:: Task instructions ::
From the line that contains "# test: pointer drops one pin on the white plastic" to the final line of the entries, return every line exactly and leave out all others.
[[ Input records, beginning ]]
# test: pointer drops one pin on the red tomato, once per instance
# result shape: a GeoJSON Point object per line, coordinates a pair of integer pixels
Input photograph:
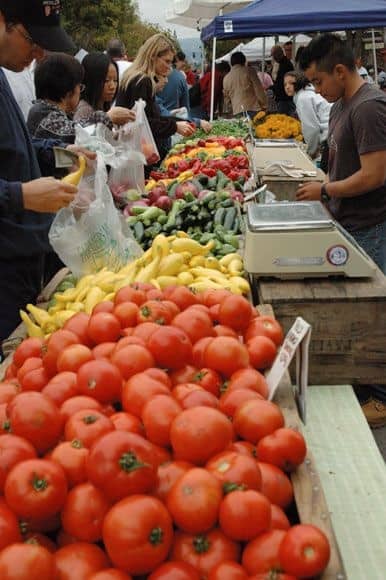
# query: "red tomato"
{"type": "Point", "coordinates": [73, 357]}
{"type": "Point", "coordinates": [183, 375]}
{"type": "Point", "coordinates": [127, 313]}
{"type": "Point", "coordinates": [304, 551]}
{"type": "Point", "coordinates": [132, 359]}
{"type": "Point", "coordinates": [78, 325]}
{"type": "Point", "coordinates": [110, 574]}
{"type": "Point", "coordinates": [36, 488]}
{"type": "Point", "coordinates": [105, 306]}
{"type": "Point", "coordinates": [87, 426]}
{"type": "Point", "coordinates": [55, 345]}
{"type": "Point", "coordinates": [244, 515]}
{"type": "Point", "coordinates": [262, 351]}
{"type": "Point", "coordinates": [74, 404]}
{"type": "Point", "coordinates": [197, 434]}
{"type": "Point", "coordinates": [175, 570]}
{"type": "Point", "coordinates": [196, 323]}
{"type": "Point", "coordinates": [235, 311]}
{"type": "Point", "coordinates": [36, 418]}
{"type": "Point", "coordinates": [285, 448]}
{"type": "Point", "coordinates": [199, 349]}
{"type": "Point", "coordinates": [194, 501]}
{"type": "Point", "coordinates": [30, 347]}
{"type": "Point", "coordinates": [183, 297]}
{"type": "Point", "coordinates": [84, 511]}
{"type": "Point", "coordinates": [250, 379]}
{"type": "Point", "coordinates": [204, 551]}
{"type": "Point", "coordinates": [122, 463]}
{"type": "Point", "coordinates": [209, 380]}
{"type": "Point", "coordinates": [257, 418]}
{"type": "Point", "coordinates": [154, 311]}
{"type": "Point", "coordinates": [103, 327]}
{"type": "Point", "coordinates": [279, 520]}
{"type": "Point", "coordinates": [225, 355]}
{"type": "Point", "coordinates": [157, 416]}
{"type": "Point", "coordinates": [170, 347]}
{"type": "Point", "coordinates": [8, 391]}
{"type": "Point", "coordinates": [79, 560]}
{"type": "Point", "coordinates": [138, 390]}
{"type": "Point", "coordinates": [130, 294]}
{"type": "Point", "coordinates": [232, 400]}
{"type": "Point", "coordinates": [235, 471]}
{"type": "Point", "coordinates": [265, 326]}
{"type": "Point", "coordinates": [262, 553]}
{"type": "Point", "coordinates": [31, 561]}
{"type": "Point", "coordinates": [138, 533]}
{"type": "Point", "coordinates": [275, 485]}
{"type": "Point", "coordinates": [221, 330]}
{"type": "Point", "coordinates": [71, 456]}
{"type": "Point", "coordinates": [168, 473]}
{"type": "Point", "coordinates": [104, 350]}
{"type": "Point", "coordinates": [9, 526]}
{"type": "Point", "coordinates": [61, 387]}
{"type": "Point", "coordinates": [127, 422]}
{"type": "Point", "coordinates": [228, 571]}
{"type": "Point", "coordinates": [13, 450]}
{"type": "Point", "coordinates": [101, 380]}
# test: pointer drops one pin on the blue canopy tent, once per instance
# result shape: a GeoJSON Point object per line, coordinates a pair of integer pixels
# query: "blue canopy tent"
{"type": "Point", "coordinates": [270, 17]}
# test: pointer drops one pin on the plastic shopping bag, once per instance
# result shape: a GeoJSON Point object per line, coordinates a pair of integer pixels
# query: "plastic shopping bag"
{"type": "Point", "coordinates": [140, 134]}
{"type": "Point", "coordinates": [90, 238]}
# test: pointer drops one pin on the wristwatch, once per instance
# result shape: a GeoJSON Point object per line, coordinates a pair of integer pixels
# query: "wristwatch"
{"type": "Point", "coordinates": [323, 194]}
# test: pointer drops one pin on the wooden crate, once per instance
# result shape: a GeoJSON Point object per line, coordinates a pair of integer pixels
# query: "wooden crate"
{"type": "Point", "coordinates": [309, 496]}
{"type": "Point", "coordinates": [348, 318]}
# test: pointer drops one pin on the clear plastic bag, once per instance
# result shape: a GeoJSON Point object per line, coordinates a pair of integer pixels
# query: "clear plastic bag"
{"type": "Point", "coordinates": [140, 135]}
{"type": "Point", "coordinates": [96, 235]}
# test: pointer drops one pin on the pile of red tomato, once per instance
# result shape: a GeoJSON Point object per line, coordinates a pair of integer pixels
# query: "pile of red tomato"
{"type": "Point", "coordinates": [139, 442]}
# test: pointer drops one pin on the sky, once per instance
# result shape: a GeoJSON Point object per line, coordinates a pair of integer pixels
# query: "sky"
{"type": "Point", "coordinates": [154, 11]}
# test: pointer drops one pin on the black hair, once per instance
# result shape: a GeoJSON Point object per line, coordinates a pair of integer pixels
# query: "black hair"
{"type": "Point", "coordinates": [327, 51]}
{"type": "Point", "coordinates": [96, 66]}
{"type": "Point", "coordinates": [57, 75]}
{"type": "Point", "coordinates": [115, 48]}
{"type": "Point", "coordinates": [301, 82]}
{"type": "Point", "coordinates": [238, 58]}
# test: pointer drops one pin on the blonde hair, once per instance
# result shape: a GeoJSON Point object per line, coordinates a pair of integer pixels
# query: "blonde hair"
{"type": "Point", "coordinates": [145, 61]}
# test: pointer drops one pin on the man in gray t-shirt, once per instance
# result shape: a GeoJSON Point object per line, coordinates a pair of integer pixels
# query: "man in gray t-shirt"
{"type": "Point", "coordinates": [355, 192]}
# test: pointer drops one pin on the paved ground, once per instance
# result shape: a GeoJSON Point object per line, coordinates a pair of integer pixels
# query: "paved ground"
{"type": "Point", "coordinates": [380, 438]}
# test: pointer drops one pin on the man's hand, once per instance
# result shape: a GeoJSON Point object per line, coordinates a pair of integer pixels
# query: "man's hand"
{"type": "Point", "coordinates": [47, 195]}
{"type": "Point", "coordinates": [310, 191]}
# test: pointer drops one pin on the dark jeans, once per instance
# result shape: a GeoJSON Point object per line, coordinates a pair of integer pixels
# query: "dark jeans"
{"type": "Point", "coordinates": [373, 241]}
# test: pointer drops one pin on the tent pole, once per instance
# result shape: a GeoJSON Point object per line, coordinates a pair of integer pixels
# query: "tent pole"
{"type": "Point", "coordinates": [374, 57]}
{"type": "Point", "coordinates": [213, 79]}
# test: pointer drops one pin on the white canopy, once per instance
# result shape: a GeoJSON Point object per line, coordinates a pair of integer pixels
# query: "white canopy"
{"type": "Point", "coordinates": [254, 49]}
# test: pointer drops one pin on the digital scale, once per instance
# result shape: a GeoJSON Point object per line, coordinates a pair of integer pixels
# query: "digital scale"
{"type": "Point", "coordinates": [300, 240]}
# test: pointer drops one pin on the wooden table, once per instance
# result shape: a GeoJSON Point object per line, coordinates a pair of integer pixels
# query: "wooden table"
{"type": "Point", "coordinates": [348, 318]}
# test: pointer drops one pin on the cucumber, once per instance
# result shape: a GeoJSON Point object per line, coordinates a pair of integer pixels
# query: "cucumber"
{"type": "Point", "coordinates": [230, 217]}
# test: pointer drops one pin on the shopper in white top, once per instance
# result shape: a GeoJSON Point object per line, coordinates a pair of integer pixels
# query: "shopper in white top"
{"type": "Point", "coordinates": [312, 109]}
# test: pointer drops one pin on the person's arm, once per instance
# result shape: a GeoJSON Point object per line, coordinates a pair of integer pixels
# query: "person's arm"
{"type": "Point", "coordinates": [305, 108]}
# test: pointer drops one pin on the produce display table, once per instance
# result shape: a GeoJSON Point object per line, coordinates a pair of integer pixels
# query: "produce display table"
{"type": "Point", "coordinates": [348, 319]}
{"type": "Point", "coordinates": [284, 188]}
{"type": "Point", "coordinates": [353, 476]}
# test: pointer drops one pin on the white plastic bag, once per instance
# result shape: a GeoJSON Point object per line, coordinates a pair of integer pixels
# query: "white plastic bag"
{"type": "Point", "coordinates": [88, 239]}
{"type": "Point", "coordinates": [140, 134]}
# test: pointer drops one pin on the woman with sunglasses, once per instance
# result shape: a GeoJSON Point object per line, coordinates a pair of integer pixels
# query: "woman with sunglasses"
[[ Input records, end ]]
:: Task solution ::
# test: pointer drops one pin on the white plastic bag, once per instance
# result shape: a GeoJSON Point object per line, coordinates a pair of integer pixels
# query: "white plastic bag"
{"type": "Point", "coordinates": [88, 239]}
{"type": "Point", "coordinates": [140, 134]}
# test: pointer drops one pin on the woman with sunglasses, once per instance
# result shape: a GeoJSON Point object per line, coordinates a pair of integer pixels
# query: "woman with sunglasses"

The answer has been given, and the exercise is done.